## Exercise directions
Put each of the following lines into a Markdown table with the columns "Row" and "Text", numbering the rows in order and leaving out any blank lines.

------------------------------------------------

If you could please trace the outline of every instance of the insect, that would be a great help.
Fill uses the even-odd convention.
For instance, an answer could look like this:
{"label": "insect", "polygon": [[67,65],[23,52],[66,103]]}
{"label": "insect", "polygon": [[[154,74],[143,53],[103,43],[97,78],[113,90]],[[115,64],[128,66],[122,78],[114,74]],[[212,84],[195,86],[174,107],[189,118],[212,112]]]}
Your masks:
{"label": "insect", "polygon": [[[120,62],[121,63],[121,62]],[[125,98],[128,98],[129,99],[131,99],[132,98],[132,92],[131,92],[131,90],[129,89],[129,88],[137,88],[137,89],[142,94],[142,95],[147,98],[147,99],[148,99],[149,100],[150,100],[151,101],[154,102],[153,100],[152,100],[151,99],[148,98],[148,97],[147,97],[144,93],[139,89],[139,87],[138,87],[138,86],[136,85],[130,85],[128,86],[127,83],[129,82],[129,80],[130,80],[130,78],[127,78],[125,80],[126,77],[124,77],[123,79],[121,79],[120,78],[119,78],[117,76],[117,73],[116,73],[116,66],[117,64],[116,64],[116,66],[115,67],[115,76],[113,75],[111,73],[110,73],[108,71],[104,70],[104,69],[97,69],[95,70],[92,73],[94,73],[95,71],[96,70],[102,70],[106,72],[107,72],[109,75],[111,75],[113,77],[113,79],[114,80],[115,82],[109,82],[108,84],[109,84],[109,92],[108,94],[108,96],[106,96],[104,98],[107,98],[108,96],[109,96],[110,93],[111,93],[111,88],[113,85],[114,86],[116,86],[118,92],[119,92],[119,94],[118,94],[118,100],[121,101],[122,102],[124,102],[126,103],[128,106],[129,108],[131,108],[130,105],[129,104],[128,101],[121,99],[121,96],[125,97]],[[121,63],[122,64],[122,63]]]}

------------------------------------------------

## Reply to the task
| Row | Text |
|---|---|
| 1 | If you could please trace the outline of every instance of the insect, that would be a great help. |
| 2 | Fill uses the even-odd convention. |
| 3 | For instance, an answer could look like this: |
| 4 | {"label": "insect", "polygon": [[67,65],[23,52],[66,103]]} |
| 5 | {"label": "insect", "polygon": [[[154,74],[143,53],[103,43],[97,78],[113,90]],[[115,64],[128,66],[122,78],[114,74]],[[212,84],[195,86],[174,107],[189,118],[212,112]]]} |
| 6 | Your masks: |
| 7 | {"label": "insect", "polygon": [[[120,62],[121,63],[121,62]],[[125,98],[128,98],[129,99],[131,99],[132,98],[132,92],[131,92],[131,90],[129,89],[129,88],[137,88],[137,89],[142,94],[142,95],[147,98],[147,99],[148,99],[149,100],[150,100],[151,101],[154,102],[153,100],[152,100],[151,99],[148,98],[148,97],[147,97],[144,93],[139,89],[139,87],[138,87],[138,86],[136,85],[130,85],[128,86],[127,83],[129,82],[129,80],[130,80],[130,78],[127,78],[125,80],[126,77],[124,77],[123,79],[121,79],[120,78],[119,78],[117,76],[117,73],[116,73],[116,66],[117,64],[116,64],[116,66],[115,67],[115,76],[113,75],[111,73],[110,73],[108,71],[104,70],[104,69],[97,69],[95,70],[92,73],[94,73],[95,71],[96,70],[102,70],[106,72],[107,72],[109,75],[111,75],[113,77],[113,79],[114,80],[115,82],[109,82],[108,84],[109,84],[109,92],[108,94],[108,96],[106,96],[104,98],[107,98],[108,96],[109,96],[110,93],[111,93],[111,88],[113,85],[114,86],[116,86],[118,92],[119,92],[119,94],[118,94],[118,100],[121,101],[122,102],[124,102],[126,103],[128,106],[129,108],[131,108],[130,105],[129,104],[128,101],[121,99],[121,96],[125,97]],[[121,63],[122,64],[122,63]]]} |